▶ _WHAT TO WORK ON_
Transcribe every line of the listing below without any deviation.
+++ DATA FOR PROCESSING
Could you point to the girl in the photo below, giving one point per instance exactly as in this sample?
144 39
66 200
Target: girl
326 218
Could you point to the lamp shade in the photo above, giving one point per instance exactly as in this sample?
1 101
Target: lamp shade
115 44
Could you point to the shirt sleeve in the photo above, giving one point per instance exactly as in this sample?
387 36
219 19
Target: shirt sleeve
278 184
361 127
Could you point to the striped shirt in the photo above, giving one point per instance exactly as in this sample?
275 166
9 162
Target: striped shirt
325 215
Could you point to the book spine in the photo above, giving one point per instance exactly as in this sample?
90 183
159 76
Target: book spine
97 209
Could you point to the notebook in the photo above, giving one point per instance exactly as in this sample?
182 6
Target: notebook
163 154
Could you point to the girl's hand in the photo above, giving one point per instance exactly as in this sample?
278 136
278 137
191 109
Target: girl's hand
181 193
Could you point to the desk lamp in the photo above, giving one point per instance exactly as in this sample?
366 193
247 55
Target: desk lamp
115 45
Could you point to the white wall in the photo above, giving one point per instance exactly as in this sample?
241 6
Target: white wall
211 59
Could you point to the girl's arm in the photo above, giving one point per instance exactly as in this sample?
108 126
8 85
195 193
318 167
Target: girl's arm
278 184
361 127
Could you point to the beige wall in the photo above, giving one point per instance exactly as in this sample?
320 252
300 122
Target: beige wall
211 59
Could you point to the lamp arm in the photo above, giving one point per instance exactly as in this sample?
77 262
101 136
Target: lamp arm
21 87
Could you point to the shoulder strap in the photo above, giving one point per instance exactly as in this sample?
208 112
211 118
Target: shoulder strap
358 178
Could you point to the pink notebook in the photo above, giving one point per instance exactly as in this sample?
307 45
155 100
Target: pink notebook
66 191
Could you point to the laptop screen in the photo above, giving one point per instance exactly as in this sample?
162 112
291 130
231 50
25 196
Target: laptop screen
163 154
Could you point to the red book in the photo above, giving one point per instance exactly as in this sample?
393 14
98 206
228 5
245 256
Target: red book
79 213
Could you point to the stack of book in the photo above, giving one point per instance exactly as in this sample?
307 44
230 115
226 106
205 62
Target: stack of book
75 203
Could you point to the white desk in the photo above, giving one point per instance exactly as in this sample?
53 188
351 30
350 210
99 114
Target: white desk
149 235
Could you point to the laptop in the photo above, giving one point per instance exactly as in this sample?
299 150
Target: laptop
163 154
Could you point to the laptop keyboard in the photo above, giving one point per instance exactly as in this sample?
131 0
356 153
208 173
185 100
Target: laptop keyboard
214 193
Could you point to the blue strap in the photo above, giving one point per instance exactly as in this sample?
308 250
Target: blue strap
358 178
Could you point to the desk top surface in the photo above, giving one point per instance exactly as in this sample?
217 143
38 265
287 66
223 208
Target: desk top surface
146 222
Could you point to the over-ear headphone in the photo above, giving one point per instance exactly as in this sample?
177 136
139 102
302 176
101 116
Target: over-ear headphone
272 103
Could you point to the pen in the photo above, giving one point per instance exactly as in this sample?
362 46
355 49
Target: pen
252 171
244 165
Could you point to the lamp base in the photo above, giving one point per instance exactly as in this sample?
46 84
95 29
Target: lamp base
++++++
▶ _OUTPUT FOR THIS EXERCISE_
Could you point to the girl in the photo below, giving one point per instance exactly as in this sample?
144 39
66 200
Target: girl
326 218
Could you point to the lamp shade in the photo above, giving one point per instance exactly as in this sample?
1 101
Target: lamp shade
115 44
Could you point to the shirt sleeve in the photo above, giving one point per instance exactly as in this sample?
387 36
219 19
Target: shirt sleeve
278 184
361 127
Could you point to the striped shirt in the photo above, giving one point per instance exactly as in this sample?
275 166
9 162
Target: striped shirt
325 215
Could you point to the book spine in the photo above, giving one point per instance exactly as in this sample?
90 183
159 76
Target: book spine
97 209
Could you point to the notebook in the photo above, giving one point per instance exactly as in this sample?
182 6
Target: notebook
163 154
Could you point to the girl's hand in the photo above, giving one point per instance exactly as in this sample?
278 136
278 137
191 109
Target: girl's hand
181 193
Could you point to the desk lamp in the photo above, giving one point per instance exactly as in this sample?
366 193
247 55
Target: desk lamp
115 45
Could you point to the white wall in the photo above, giving one point per instance exactly as in this sample?
241 6
Target: white wall
211 59
Could you point to the girl's arm in the photo above, giving one point per instance exactly as in this sample?
108 126
8 85
195 193
318 167
Target: girl's arm
278 184
361 127
Could you point to the beige wall in the photo above, giving one point per instance exactly as in this sample?
320 252
300 122
Target: beige wall
211 59
Could you point to the lamp arm in the photo above, giving one point per instance exactly as in this sample?
77 262
101 136
Target: lamp arm
21 87
Could you point to the shoulder strap in the photo above, giving one point per instance exactly as in this sample?
208 112
211 118
Target: shoulder strap
358 178
Could you point to the pink notebook in the photo above, giving one point per instance exactly as in this sample?
307 45
155 100
Target: pink notebook
66 191
Could you point to the laptop screen in the photo above, giving one point per instance exactly as in this sample?
162 112
291 130
231 50
25 196
Target: laptop screen
163 154
Could you point to the red book in the photo above, giving one point per instance exactly as in this sample?
393 14
98 206
228 5
245 256
Target: red book
79 213
Could you point to the stack of book in the photo above, giving one point per instance exactly as in this sample?
307 44
230 115
226 106
205 62
Target: stack of book
75 203
Could you point to the white desk in the photo above, giving one point per instance exactly as in this sample?
53 188
351 30
350 210
99 114
Target: white desk
149 235
Could you point to the laptop in the photo above, giving one point per instance exactly as in this sample?
299 150
Target: laptop
163 154
Could you point to the laptop keyboard in the photo above, giving one point per instance exactly as in this sample?
131 0
356 153
208 173
185 100
Target: laptop keyboard
214 193
Could you point to the blue strap in the photo above, giving one point per instance exactly as in this sample?
308 250
Target: blue strap
358 178
Could you point to the desk top surface in the photo above, giving one point per instance exactly as in this sample?
217 143
38 265
287 66
223 208
Target: desk top surface
146 222
Could you point to the over-ear headphone in the photo above, giving one point per instance exactly as in this sample?
177 136
139 102
302 176
101 116
Target: over-ear headphone
272 103
Could you point to the pen in the photo above, giving one point per instance exactly as in this sample?
362 46
355 49
Target: pen
252 171
244 165
Could you point to the lamp base in the photo above, giving one point per instance exactly as in this sample?
46 84
95 29
Target: lamp base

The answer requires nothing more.